→ What to do:
[1] Write out the part of the article about skin-mounted electronic patches starting with "Other international research" and going on through "precautions against toxicity.".
[2] In the article about skin-mounted electronic patches, what institution is G. Ananthakrishna a senior materials science professor at?
[3] Translate this sentence from the article about skin-mounted electronic patches into Spanish: "Underlying it all is a technology that allows electronic wires and circuits to be stretched, almost like rubber bands."
Passage to read section start
New Delhi: Microchips and sensors that can be unobtrusively and painlessly worn on the skin are no longer a stretch of the imagination.
A team of American, Chinese and Singaporean scientists have created peelable, extensible, adhesive patches—akin to temporary tattoos—that can host a diverse array of electronics. As of today, these adhesions, the subject of an article in Friday’s edition of Science, have been tested to monitor heart, brain and muscle activity, but they can be modified to work in a range of futuristic applications from electronic bandages to Wi-Fi-receptive ports.
Underlying it all is a technology that allows electronic wires and circuits to be stretched, almost like rubber bands.
“Our goal was to develop an electronic technology that could integrate with the skin in a way that is mechanically and physiologically invisible to the user,” says John Rogers, one of the authors and a professor in the materials science and engineering department at the University of Illinois at Urbana-Champaign. “It’s a technology that blurs the distinction between?electronics?and biology.”
Rogers and his colleagues from the University of Illinois at Urbana-Champaign, Northwestern University, Tufts University, the Institute of High Performance Computing in Singapore and Dalian University of Technology in China reported their findings in the article.
Roger’s group has previously reported examples of stretchable electronic polymers that can be wrapped around curved surfaces as well as human tissue. Last year, the group developed rubbery heart implants that could be patched onto the muscle’s tissue and monitor its activity. This, however, is the first evidence of materials that don’t need to be implanted and can directly be strapped onto the skin.
Flexible electronics, as this emerging field is called, essentially involves creating extremely thin layers of silicon circuits—which are normally obdurate—that can then be made pliant to a variety of shapes. Better techniques to create such slices have made possible ultra-thin TV displays as well as flexible solar cell arrays.
Other international research groups have developed so-called “electronic skins” that employ organic materials, instead of silicon semiconductors, that are more malleable, but less efficient as processors. However, skin poses multiple levels of engineering challenges with its unique adhesive properties and necessary precautions against toxicity.
G. Ananthakrishna, a senior materials science professor at the Indian Institute of Science, said that the work was significant. “Skin is a highly deformable surface. Being able to design electronics that don’t lose their conductive properties when they are themselves twisted and folded onto skin, is quite remarkable and has several practical applications,” he said.
While existing technologies such as electroencephalographs accurately measure a number of physiological activities, epidermal electronic systems, as these devices are called, have almost no weight, no external wires and require negligible power.
Moreover, because of their small power requirements, they can draw power from stray (or transmitted) electromagnetic radiation through the process of induction and also harvest a portion of their energy requirements from miniature solar collectors.
Passage to read section end
Data section start
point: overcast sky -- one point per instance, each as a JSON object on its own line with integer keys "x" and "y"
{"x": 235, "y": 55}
Data section end
→ Answers by task:
[1]
Other international research groups have developed so-called “electronic skins” that employ organic materials, instead of silicon semiconductors, that are more malleable, but less efficient as processors. However, skin poses multiple levels of engineering challenges with its unique adhesive properties and necessary precautions against toxicity.

[2] The Indian Institute of Science.

[3] En la base de todo hay una tecnología que permite estirar cables y circuitos electrónicos, casi como si fueran bandas elásticas.